=== WHAT THE TASK REQUIRES ===
Copy out the material below, renaming every "instance" to "occurrence" and leaving everything else as it is.
* START DATA PROVIDED *
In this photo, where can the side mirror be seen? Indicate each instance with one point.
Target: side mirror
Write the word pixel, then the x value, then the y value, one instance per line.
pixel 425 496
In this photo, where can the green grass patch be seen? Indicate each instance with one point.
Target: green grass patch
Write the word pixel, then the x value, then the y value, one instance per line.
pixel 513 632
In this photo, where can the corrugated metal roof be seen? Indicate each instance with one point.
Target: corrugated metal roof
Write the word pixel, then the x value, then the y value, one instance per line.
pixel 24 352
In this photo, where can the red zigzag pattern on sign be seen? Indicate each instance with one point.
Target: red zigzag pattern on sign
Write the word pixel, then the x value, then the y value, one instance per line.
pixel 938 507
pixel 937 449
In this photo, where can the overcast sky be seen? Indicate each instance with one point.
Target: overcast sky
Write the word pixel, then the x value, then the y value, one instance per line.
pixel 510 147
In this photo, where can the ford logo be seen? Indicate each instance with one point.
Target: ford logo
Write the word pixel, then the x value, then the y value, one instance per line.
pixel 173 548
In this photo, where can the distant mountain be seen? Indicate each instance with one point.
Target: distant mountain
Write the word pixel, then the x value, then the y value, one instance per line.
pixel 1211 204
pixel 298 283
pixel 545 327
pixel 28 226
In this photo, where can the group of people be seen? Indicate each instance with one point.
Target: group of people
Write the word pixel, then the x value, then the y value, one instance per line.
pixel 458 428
* END DATA PROVIDED *
=== SOLUTION FOR THIS EXERCISE ===
In this photo, where can the side mirror be seen? Indicate each occurrence with one point.
Target: side mirror
Write the word pixel, then the x value, then the y value, one occurrence per line.
pixel 425 496
In this photo, where can the green grass patch be seen? Indicate each occurrence with one point.
Target: green grass patch
Write the word pixel, then the x value, then the y value, one occurrence per line.
pixel 513 632
In this photo, where can the corrugated metal roof be seen? Indicate each occurrence with one point.
Target: corrugated metal roof
Write the word pixel, then the x value, then the y value, one occurrence per line.
pixel 24 352
In this photo, where can the red zigzag pattern on sign be seen? Indicate each occurrence with one point.
Target: red zigzag pattern on sign
Write the word pixel, then the x value, then the y value, one occurrence per line.
pixel 938 507
pixel 937 449
In this photo, where can the overcast sky be seen? Indicate each occurrence with one point.
Target: overcast sky
Write the word pixel, then the x value, then the y value, one occurrence per line.
pixel 510 147
In this photo, where can the ford logo be seen? Indicate each occurrence with one point.
Target: ford logo
Write the word pixel, then the x value, then the y value, one occurrence per line.
pixel 173 548
In this photo, where can the distant mountain be seen? Indicate each occurrence with one point.
Target: distant mountain
Write the word pixel, then the x value, then the y value, one occurrence per line.
pixel 1211 204
pixel 298 283
pixel 545 327
pixel 28 226
In this photo, where can the group of people be seen? Indicate each occurrence with one point.
Target: group of people
Write the word pixel, then the x value, then the y value, one occurrence per line.
pixel 458 428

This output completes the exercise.